→ **Extracted text**:

* * *

This is Ff after smoothing ,but when beta = 1e-8, it can not find optimal solvation…

Sir ！！！！！！！！！！！！！！！！！

Since you have not provided a complete AMPL model, I cannot try solving it on my computer to see the trouble that Ipopt is having. However, I can make a good guess. When beta = 1e-8, beta^2 = 1e-16. That is such a small number that it is likely being ignored by Ipopt.

Of course, the model is mathematically correct for any value of beta > 0. But Ipopt’s algorithms must work with the limited precision that is available in computer arithmetic. As a result, when beta is very small, Ipopt is unable to compute correct results.

Do you get an acceptable solution when beta = 1e-7 or even 1e-6? Then maybe you could use that solution for your application. Alternatively you could try modeling F_f in a different way. To get advice about that, you would have to say which of v, v_s, F_c, F_v, F_s, F_a, and F_r are variables and which are parameters. (In AMPL terminology, if the value is given as part of the data, it’s a parameter; if the value is determined by the solver, it’s a variable.)

model.zip (7.3 MB)
This is my Ampl model

I tried some tests on your model with Ipopt and with another interior-point solver, Knitro. These tests confirmed what you have been seeing: when the value of beta gets too small, the problem becomes impossible to solve. In my tests, the failures started to occur when beta was around 5e-4 for Ipopt, and when beta was around 4e-5 for Knitro.

This limitation will affect any algorithm that requires the functions to be smooth. If the slope of some objective or constraint function changes too quickly, then a numerical implementation of the algorithm may fail. In your formulation, making beta smaller causes the slope of the constraint function to change more quickly; hence the solver fails when beta gets too small.

* * *

→ **Recorded information**:
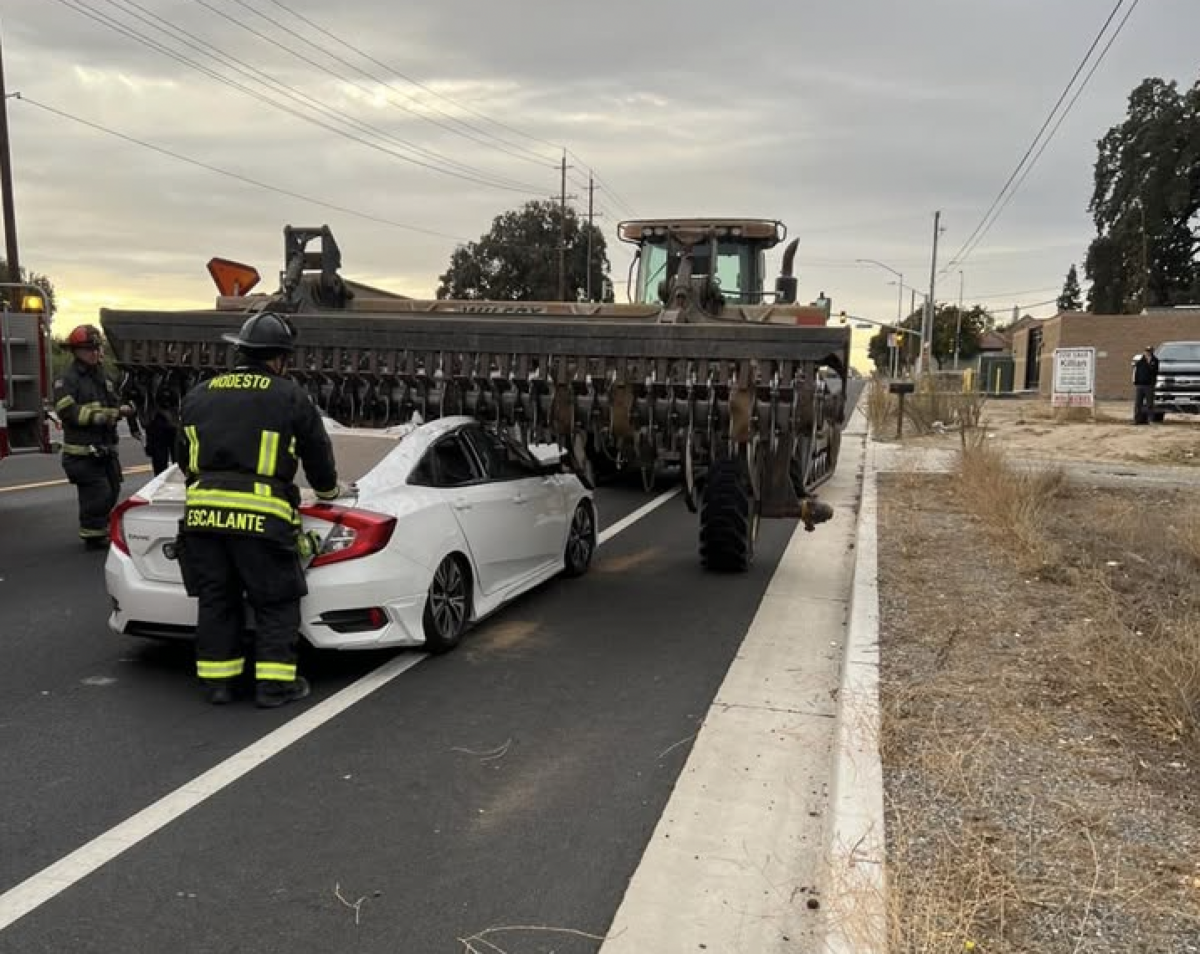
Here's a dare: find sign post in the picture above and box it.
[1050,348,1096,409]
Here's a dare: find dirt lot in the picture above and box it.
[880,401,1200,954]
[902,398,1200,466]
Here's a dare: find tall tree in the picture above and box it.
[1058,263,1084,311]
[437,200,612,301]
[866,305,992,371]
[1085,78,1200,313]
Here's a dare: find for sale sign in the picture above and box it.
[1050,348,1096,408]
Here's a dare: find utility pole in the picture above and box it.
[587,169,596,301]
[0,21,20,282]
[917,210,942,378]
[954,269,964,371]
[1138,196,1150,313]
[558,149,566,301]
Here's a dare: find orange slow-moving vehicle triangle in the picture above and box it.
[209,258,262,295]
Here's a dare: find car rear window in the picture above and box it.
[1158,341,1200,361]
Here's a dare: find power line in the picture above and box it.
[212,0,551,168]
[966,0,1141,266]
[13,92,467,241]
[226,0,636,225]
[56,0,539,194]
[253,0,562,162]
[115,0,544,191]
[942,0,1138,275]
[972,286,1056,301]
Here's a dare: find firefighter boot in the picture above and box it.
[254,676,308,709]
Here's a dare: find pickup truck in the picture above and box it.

* * *

→ **Parts of the exercise**:
**A.** Please reproduce the Ipopt forum thread from "Since you have" up to and including "compute correct results.".
**B.** Carry on the Ipopt forum thread from the point where it stops.

→ **Answers for this exercise**:
**A.**
Since you have not provided a complete AMPL model, I cannot try solving it on my computer to see the trouble that Ipopt is having. However, I can make a good guess. When beta = 1e-8, beta^2 = 1e-16. That is such a small number that it is likely being ignored by Ipopt.

Of course, the model is mathematically correct for any value of beta > 0. But Ipopt’s algorithms must work with the limited precision that is available in computer arithmetic. As a result, when beta is very small, Ipopt is unable to compute correct results.

**B.**
Thank you very much for your patient answer!I want to know if I use complementary relaxation conditions to solve, such as MPCC. That is to say, symbolic functions, absolute value functions, and if else functions are all expressed by introducing relaxation variables and adding constraints. Through simulation, it seems that this method also has problems. Is it because there are too many complementary relaxation conditions?

What solver should I use to directly deal with non-smooth functions, can you recommend some solvers?
What is AMPL MP? Is it your new modeling platform?

There is no one solver that can be recommended for handling all non-smooth functions. To suggest a solver for the function F_f in your model, it would be necessary to know which of v, v_s, F_c, F_v, F_s, F_a, and F_r are variables, and which are parameters. Can you provide this information?

MP is our new interface library for connecting AMPL to solvers. It enables AMPL models to use a more general range of expressions.

You get the benefit of MP automatically when you use a solver that has been built with the MP interface. Currently the MP interface is built into many mixed-integer solvers that work with AMPL, including Gurobi, Xpress, COPT, Mosek, HiGHS, and CBC.